▸ **Data listing**
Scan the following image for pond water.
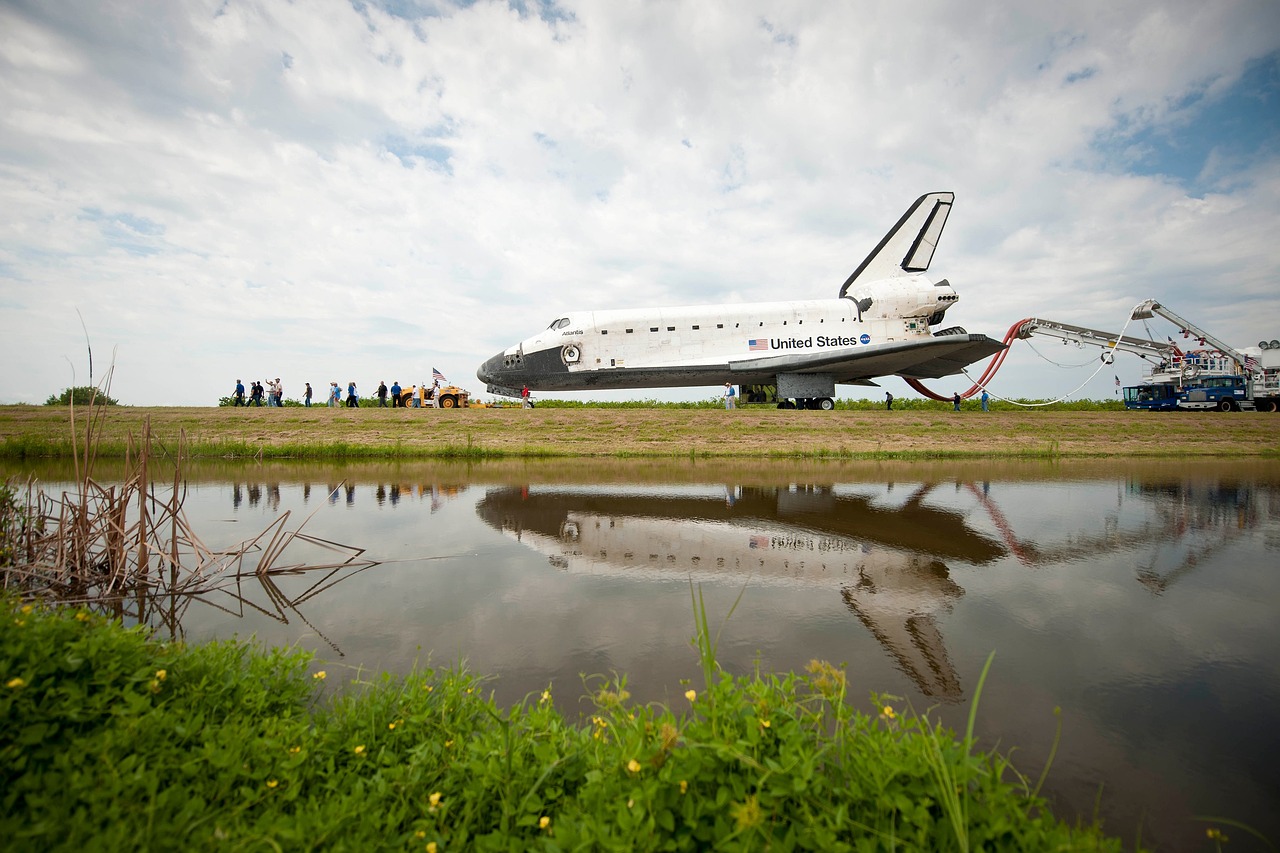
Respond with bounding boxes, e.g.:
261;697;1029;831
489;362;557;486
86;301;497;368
5;460;1280;850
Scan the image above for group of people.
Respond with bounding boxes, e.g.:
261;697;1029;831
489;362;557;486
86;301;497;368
884;388;991;411
378;379;440;409
232;378;440;409
233;377;291;406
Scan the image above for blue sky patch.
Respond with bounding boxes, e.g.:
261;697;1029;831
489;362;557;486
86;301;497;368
1096;54;1280;193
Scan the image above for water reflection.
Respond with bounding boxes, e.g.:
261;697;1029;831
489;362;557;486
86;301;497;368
476;471;1260;702
476;485;983;701
5;460;1280;849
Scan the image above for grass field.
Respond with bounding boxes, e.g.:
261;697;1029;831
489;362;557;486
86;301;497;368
0;406;1280;460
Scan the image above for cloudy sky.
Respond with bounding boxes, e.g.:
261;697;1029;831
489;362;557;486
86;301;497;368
0;0;1280;405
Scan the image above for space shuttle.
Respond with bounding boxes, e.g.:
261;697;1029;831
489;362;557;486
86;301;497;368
476;192;1005;410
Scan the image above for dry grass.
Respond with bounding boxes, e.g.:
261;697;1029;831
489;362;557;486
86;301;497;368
0;406;1280;459
0;407;374;617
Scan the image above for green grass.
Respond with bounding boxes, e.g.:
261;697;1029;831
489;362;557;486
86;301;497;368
0;597;1141;850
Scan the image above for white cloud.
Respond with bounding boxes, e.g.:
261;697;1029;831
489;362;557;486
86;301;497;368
0;0;1280;405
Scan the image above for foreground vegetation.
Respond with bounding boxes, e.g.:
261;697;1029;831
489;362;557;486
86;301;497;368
0;597;1136;850
0;401;1280;460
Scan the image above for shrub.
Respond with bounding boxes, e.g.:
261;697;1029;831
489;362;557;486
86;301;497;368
0;597;1120;850
45;386;120;406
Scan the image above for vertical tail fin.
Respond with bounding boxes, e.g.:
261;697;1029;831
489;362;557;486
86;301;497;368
840;192;955;297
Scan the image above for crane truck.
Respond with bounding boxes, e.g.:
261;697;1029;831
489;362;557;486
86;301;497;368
1012;300;1280;411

▸ **Task directions**
Starting at the row containing "Scan the image above for cloudy sky." and ending at the last row, write out every row again, requests included. Rescale each bounding-box coordinate in the answers by multiplying it by 2.3 and rounding to a whole number, with halves rounded up, and leave the requests and their sample boxes unchanged.

▸ **Exercise result**
Scan the image above for cloudy sky.
Respond with bounding boxes, e.g.:
261;697;1029;831
489;362;557;486
86;301;497;368
0;0;2944;932
Scan the image above for space shuttle.
Respond with bounding boxes, e.g.:
261;697;1029;831
489;362;557;486
86;301;497;368
1095;442;2312;943
Scan the image above for dry grass.
Respond with bounding boxes, e.g.:
261;697;1029;831
489;362;557;486
86;301;497;368
0;934;2944;1056
0;936;860;1419
Scan the image above for green grass.
Respond with bounding boxes, e.g.:
261;697;1029;831
489;362;557;486
86;301;497;368
0;1373;2624;1955
Scan the image above for white cloud.
Respond with bounding boxes, e.g.:
261;697;1029;831
489;362;557;486
86;301;497;368
0;0;2944;932
Scan the image above for foreground vegetation.
Respond with bounding boxes, e.g.:
261;697;1029;831
489;362;557;486
86;301;497;368
0;1373;2613;1955
0;922;2944;1058
Scan the image above for shrub.
Respond with bounding boxes, e.g.:
261;697;1029;831
489;362;557;486
86;301;497;368
0;1373;2576;1955
104;888;276;934
Scan the image above for vertical tail fin.
Respond with bounding boxes, e.g.:
261;697;1029;831
489;362;557;486
86;301;497;368
1932;442;2197;683
Scan the image above for crane truck.
Respond with bounding boxes, e.g.:
261;697;1029;831
489;362;557;486
86;301;497;368
2328;690;2944;945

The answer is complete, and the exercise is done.